▶ [RECORDS PROVIDED]

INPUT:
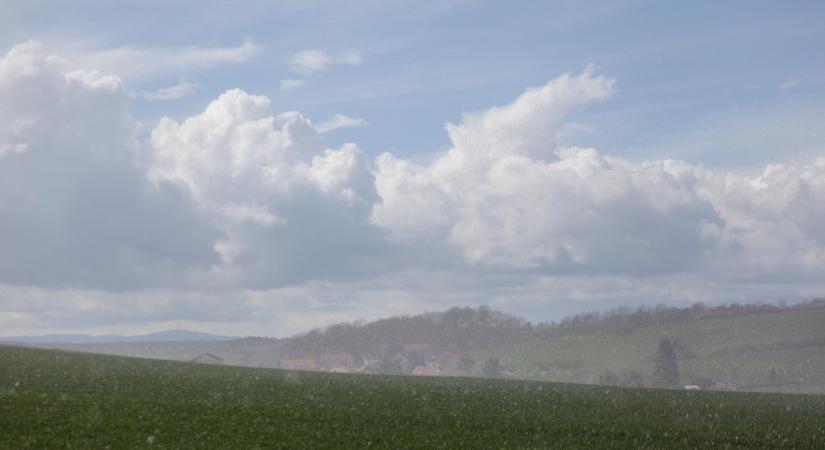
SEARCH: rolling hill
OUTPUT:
[473,306,825,393]
[0,346,825,449]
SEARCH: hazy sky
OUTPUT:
[0,0,825,336]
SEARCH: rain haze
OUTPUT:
[0,0,825,448]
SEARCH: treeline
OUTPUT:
[280,299,825,358]
[282,306,533,357]
[535,299,825,337]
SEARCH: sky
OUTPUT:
[0,0,825,337]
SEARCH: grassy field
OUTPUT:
[0,346,825,449]
[472,307,825,393]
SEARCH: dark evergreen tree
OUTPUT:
[653,338,679,388]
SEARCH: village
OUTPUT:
[280,343,475,376]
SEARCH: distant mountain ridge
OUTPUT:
[0,330,238,344]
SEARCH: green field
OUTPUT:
[0,346,825,449]
[472,307,825,394]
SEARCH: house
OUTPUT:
[412,366,441,377]
[404,342,430,353]
[191,352,223,364]
[435,352,464,370]
[318,353,355,372]
[281,358,318,370]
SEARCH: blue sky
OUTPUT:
[8,1,825,166]
[0,0,825,335]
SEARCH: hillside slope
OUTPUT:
[474,307,825,393]
[0,346,825,448]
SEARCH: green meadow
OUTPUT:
[0,346,825,449]
[473,307,825,394]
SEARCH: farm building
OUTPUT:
[412,366,441,377]
[435,352,464,370]
[318,353,355,372]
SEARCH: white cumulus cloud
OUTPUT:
[288,50,364,75]
[315,114,367,133]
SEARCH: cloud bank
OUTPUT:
[0,42,825,334]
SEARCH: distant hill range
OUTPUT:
[0,330,238,344]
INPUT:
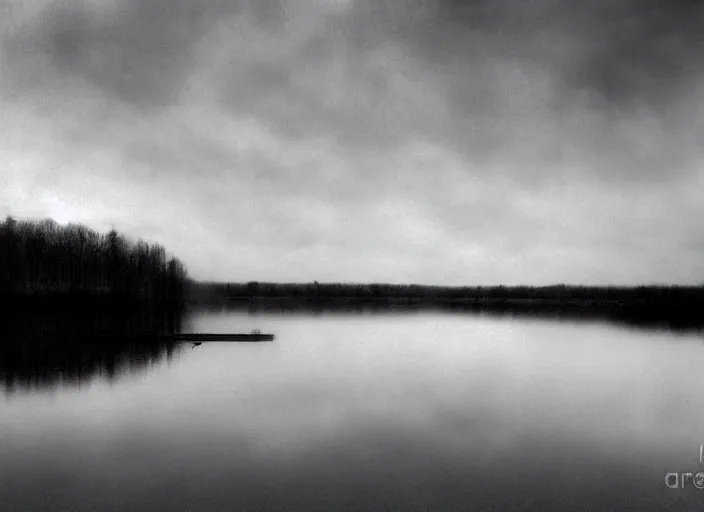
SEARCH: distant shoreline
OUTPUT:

▶ [YOUR GOAL] Render every line of the items above as a Markdown table with two columns, Row for the sequential number and Line for the text, and skip any blank lines. Omit the pictures from the table.

▶ [TASK ANSWER]
| Row | Line |
|---|---|
| 1 | INPUT: |
| 2 | SEARCH: rolling hill |
| 3 | OUTPUT: |
| 4 | [473,306,825,393] |
| 5 | [0,346,825,449] |
| 6 | SEARCH: hazy sky |
| 7 | OUTPUT: |
| 8 | [0,0,825,336] |
| 9 | SEARCH: rain haze |
| 10 | OUTPUT: |
| 11 | [0,0,825,448] |
| 12 | SEARCH: treeline |
| 13 | OUTPUT: |
| 14 | [280,299,825,358] |
| 15 | [282,306,533,357] |
| 16 | [535,299,825,337] |
| 17 | SEARCH: sky |
| 18 | OUTPUT: |
| 19 | [0,0,825,337] |
| 20 | SEARCH: grassy field |
| 21 | OUTPUT: |
| 22 | [0,346,825,449] |
| 23 | [472,307,825,393] |
| 24 | SEARCH: dark evergreen tree |
| 25 | OUTPUT: |
| 26 | [653,338,679,388] |
| 27 | SEARCH: village |
| 28 | OUTPUT: |
| 29 | [280,343,475,376] |
| 30 | SEARCH: distant mountain ridge |
| 31 | OUTPUT: |
| 32 | [0,330,238,344] |
| 33 | SEARCH: green field |
| 34 | OUTPUT: |
| 35 | [0,346,825,449] |
| 36 | [472,307,825,394] |
| 37 | SEARCH: house |
| 38 | OUTPUT: |
| 39 | [412,366,441,377] |
| 40 | [404,342,430,353] |
| 41 | [191,352,223,364] |
| 42 | [435,352,464,370] |
| 43 | [318,353,355,372] |
| 44 | [281,358,318,370] |
| 45 | SEARCH: blue sky |
| 46 | OUTPUT: |
| 47 | [8,1,825,166] |
| 48 | [0,0,825,335] |
| 49 | SEARCH: hillside slope |
| 50 | OUTPUT: |
| 51 | [474,307,825,393] |
| 52 | [0,346,825,448] |
| 53 | SEARCH: green meadow |
| 54 | OUTPUT: |
| 55 | [0,346,825,449] |
| 56 | [473,307,825,394] |
| 57 | SEARCH: farm building |
| 58 | OUTPUT: |
| 59 | [412,366,441,377] |
| 60 | [435,352,464,370] |
| 61 | [318,353,355,372] |
| 62 | SEARCH: white cumulus cloud |
| 63 | OUTPUT: |
| 64 | [288,50,364,75] |
| 65 | [315,114,367,133] |
| 66 | SEARCH: cloud bank |
| 67 | OUTPUT: |
| 68 | [0,42,825,334] |
| 69 | SEARCH: distant hill range |
| 70 | OUTPUT: |
| 71 | [0,330,238,344] |
| 72 | INPUT: |
| 73 | SEARCH: distant shoreline |
| 74 | OUTPUT: |